As regular readers of this column know, I love data. I love it when there’s lots of it. And I love it when there are several sources of it. I find it very useful.
But this week I had the opportunity to listen to a master of understanding data, Edward Tufte. He had some criticisms of big data that I think are well worth considering — especially as the buzz around big data reaches fever pitch.
I’ll do what I can to present some of his thoughts, though almost certainly with less elegance.
Big data, so what?
First up, the bigness of data isn’t that impressive really. According to Tufte, what he calls "real scientists" have been using large amounts of data for many years now. They need to in order to do things like map DNA or count the number of stars out there or work with advanced particle physics.
Business leaders and policymakers are only just now getting into the big data game by way of marketing and hardware advancements (and the people who need to sell hardware advancements).
Much of so-called "big data" is redundant
Many of the individual data points are redundant. It’s easy to see how this is so. If you dig through any relatively well-connected person’s digital address book you’ll likely find several entries that correspond to a single individual. With even larger data sets this sort of thing multiplies.
Once you go through the effort to clean up the data, maybe it isn’t so big after all. The cleanliness of data sources is a constant bugbear for a database of any size.
Much of so-called "big data" is irrelevant
Tufte used an example of a security camera. Imagine a security camera pointed at a corner. In the course of weeks or months it is gathering up image data. Almost all of that data is, in the first place, redundant. It’s simply the same picture over and over and over again.
In the second place, most of that data is irrelevant. Most of the time a crime is not being committed. Maybe if something happens there once a year, then 10 minutes of footage is relevant. The other 525,938 minutes are irrelevant.
In this instance you certainly have a lot of data, big data even. But the part that’s useful isn’t big at all.
"Real science," according to Tufte, handles this by first coming up with a question and then examining the data source. Much of business data mining has this approach backwards, and as a result is able to draw questionable causal relationships between data in any given set.
Incentive hazards
The redundancy and irrelevancy of big data would be relatively harmless on their own. But problems arise when there are compensation-related issues. And with big data, there most certainly are.
There are incentive hazards at two points in the technology discussion. One is in the sale of hardware. Maintaining and processing large amounts of data requires large amounts of hardware and often expensive software.

• [Records provided]:
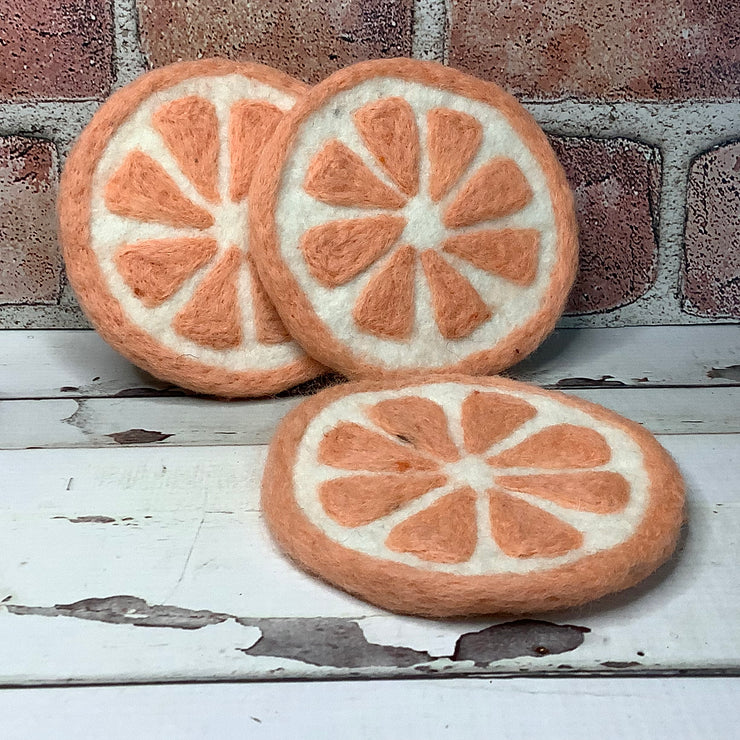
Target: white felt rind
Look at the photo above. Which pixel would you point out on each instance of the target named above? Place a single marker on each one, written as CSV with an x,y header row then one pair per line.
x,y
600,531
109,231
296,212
--
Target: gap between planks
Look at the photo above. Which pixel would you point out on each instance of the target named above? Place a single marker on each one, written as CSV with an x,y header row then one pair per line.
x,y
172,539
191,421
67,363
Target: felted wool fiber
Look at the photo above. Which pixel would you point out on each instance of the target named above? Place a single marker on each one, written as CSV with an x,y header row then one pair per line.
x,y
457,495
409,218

• [Tasks and exercises]:
(a) Answer these questions about the big data column:
(i) What three kinds of work does Tufte say "real scientists" have used large amounts of data for?
(ii) In the security camera example, how many minutes of footage are called irrelevant?
(iii) What is the first point named where an incentive hazard arises?
(b) Resume the column on Tufte's criticisms of big data from the point where it stops.
The items play no part in this work.

• [Outputs by task]:
(a)
(i) Mapping DNA, counting the number of stars, and working with advanced particle physics.
(ii) 525,938 minutes.
(iii) The sale of hardware.

(b)
Making "big data" a required bullet point on any project creates a de facto capitalization requirement. This is one of the points that I think is especially important in the real estate industry.
Running the big iron that can handle big data isn’t cheap. Many of the non-venture-capital-backed operations in real estate would have trouble competing in a world where big data was a requirement. Certainly the "Balkanized" nature of the industry wouldn’t help.
This is a strategic situation. And it’s one that is actively in play.
The other layer of incentive hazard is that it almost requires that anyone involved in examining or "mining" big data come up with some vast conclusion or insight. This is dangerous.
This is especially dangerous when those doing the examining and mining are the same people who will benefit from the findings. It is the classic "pay the auto repair shop to tell you what’s wrong with your car" problem.
In what Tufte calls "real science" there is no incentive to find something when nothing is there. In fact, with the system of peer review in journals there’s a pretty heavy disincentive to make stuff up.
Business culture is not like this. If a business pays a lot of money to a consultant to examine the gigantic pile of data (which may be irrelevantly and redundantly giant), then they better come up with something or else the money will be considered "wasted" and the person who commissioned the work will have failed. The temptation for a CYA (cover your ass) approach scales in relation to the size of the data and the size of the consultant fee.
Some thoughts
Tufte didn’t dissuade me from continuing to examine and use big data. But he certainly nailed some critical issues in the field. These issues are ones that are worth examining with any vendor or consultant who brings up the "need" for big data.